> **STATED GOAL**
Rewrite the entries below with "cabinet door" changed to "cupboard door" and every other part left as it is.

> **GIVEN RECORDS**
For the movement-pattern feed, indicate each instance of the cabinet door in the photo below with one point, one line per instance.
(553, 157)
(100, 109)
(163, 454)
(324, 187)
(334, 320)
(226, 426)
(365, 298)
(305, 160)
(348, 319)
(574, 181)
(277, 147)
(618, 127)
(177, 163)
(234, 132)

> **FINAL RESULT**
For the movement-pattern feed, indicate each instance of the cupboard door in the photo below with one point, one line per instance.
(553, 157)
(100, 109)
(163, 454)
(324, 187)
(334, 320)
(226, 426)
(365, 298)
(305, 160)
(348, 319)
(574, 181)
(277, 147)
(618, 127)
(177, 163)
(234, 132)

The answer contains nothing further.